[Start of section]

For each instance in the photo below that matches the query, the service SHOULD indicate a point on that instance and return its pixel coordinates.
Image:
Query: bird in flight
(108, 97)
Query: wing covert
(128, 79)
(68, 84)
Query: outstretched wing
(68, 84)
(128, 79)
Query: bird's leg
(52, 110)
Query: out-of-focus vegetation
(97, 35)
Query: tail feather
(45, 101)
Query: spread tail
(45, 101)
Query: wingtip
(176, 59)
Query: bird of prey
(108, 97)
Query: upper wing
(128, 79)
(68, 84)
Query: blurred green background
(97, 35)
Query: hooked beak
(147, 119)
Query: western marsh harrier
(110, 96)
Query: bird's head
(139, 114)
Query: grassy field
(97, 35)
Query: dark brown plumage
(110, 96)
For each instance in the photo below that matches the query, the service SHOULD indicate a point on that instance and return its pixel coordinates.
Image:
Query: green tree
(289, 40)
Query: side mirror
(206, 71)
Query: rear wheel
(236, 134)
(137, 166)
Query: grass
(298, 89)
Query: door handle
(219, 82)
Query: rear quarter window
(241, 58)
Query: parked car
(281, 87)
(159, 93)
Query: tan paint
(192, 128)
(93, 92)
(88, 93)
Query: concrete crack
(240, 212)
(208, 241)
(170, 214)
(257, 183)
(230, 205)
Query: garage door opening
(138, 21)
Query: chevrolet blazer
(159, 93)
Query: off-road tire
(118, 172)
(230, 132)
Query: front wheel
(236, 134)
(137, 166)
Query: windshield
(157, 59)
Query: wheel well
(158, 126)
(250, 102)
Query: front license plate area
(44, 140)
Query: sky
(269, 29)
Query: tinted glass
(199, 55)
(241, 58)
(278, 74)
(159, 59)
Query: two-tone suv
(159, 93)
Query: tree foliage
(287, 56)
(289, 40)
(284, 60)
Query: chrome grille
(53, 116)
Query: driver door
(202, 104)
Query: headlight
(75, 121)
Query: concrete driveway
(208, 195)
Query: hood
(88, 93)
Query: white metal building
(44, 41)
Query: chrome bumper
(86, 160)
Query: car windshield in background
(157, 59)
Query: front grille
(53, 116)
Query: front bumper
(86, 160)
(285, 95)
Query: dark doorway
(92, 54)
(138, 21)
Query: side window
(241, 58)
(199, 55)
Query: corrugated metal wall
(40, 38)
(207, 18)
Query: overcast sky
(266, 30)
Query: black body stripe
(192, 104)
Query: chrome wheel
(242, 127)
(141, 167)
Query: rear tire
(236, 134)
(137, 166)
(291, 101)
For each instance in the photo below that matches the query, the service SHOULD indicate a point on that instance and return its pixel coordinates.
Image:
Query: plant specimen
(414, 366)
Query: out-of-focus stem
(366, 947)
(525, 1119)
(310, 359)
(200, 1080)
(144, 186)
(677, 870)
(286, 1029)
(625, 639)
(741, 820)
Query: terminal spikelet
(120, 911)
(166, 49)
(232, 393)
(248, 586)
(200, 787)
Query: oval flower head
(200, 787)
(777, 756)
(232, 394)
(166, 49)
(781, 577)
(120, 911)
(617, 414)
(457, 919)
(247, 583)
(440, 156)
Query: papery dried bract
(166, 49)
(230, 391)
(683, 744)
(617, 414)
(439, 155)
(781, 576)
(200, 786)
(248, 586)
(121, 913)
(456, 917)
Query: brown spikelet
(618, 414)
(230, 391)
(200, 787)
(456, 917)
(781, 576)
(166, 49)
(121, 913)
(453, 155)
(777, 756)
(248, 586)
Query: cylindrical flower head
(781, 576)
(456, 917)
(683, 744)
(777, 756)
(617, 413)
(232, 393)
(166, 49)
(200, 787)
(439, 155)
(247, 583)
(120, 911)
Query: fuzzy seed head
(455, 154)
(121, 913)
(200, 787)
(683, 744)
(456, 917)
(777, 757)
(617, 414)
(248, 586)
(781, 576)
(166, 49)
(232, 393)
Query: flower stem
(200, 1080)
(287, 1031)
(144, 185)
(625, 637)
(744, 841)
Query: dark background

[End of section]

*WHAT YOU SHOULD DO*:
Each entry in the listing is to be copied exactly.

*SOLUTION BELOW*:
For each instance in the photo below that matches the query, the service SHOULD indicate a point on that instance and return its pixel coordinates.
Image:
Query: bird in flight
(108, 97)
Query: wing covert
(128, 79)
(68, 84)
Query: outstretched wing
(68, 84)
(128, 79)
Query: bird's leg
(52, 110)
Query: out-of-focus vegetation
(97, 35)
Query: tail feather
(45, 101)
Query: spread tail
(45, 101)
Query: wingtip
(176, 59)
Query: bird of prey
(108, 97)
Query: upper wing
(128, 79)
(68, 84)
Query: blurred green background
(97, 35)
Query: hooked beak
(147, 119)
Query: western marsh harrier
(110, 96)
Query: bird's head
(139, 114)
Query: grassy field
(97, 35)
Query: dark brown plumage
(110, 96)
For each instance in the photo below that matches the query, the service SHOULD indicate a point on that instance and return its pixel coordinates.
Image:
Query: green tree
(289, 40)
Query: side mirror
(206, 71)
Query: rear wheel
(236, 134)
(137, 166)
Query: grass
(298, 89)
Query: door handle
(219, 82)
Query: rear quarter window
(241, 58)
Query: parked car
(281, 87)
(159, 93)
Query: tan paint
(192, 128)
(93, 92)
(88, 93)
Query: concrete crack
(240, 212)
(208, 241)
(170, 214)
(257, 183)
(230, 205)
Query: garage door opening
(138, 21)
Query: chevrolet blazer
(159, 93)
Query: off-road tire
(118, 172)
(230, 132)
Query: front wheel
(236, 134)
(137, 166)
Query: windshield
(157, 59)
Query: wheel well
(158, 126)
(250, 102)
Query: front license plate area
(44, 140)
Query: sky
(269, 29)
Query: tinted glass
(199, 55)
(241, 58)
(278, 74)
(159, 59)
Query: two-tone suv
(159, 93)
Query: tree foliage
(287, 56)
(289, 40)
(284, 60)
Query: chrome grille
(53, 116)
Query: driver door
(202, 104)
Query: headlight
(75, 121)
Query: concrete driveway
(208, 195)
Query: hood
(88, 93)
Query: white metal building
(44, 41)
Query: chrome bumper
(86, 160)
Query: car windshield in background
(157, 59)
Query: front grille
(53, 116)
Query: front bumper
(86, 160)
(285, 95)
Query: dark doorway
(92, 54)
(138, 21)
Query: side window
(241, 58)
(199, 55)
Query: corrugated metal wall
(40, 38)
(207, 18)
Query: overcast sky
(266, 30)
Query: black body stripe
(192, 104)
Query: chrome wheel
(242, 127)
(141, 167)
Query: rear tire
(236, 134)
(137, 166)
(291, 101)
For each instance in the photo below that matches the query, the service SHOULD indicate a point on that instance and return its pixel coordinates.
Image:
Query: plant specimen
(414, 366)
Query: out-of-focus stem
(366, 947)
(525, 1119)
(310, 359)
(200, 1080)
(144, 186)
(677, 870)
(286, 1029)
(625, 639)
(741, 820)
Query: terminal spikelet
(120, 911)
(166, 49)
(232, 393)
(248, 586)
(200, 787)
Query: oval flower head
(200, 787)
(777, 756)
(232, 394)
(166, 49)
(781, 577)
(120, 911)
(617, 414)
(457, 919)
(247, 583)
(440, 156)
Query: papery dried bract
(166, 49)
(230, 391)
(683, 744)
(617, 414)
(439, 155)
(781, 576)
(200, 786)
(248, 586)
(121, 913)
(456, 917)
Query: brown spikelet
(618, 414)
(230, 391)
(200, 787)
(456, 917)
(781, 576)
(166, 49)
(121, 913)
(453, 155)
(777, 756)
(248, 586)
Query: cylindrical flower head
(781, 576)
(456, 917)
(683, 744)
(777, 756)
(617, 413)
(232, 393)
(166, 49)
(200, 787)
(439, 155)
(247, 583)
(120, 911)
Query: fuzzy seed head
(455, 154)
(121, 913)
(200, 787)
(683, 744)
(456, 917)
(777, 757)
(617, 414)
(248, 586)
(781, 576)
(166, 49)
(232, 393)
Query: flower stem
(200, 1080)
(287, 1031)
(144, 185)
(625, 637)
(744, 841)
Query: dark background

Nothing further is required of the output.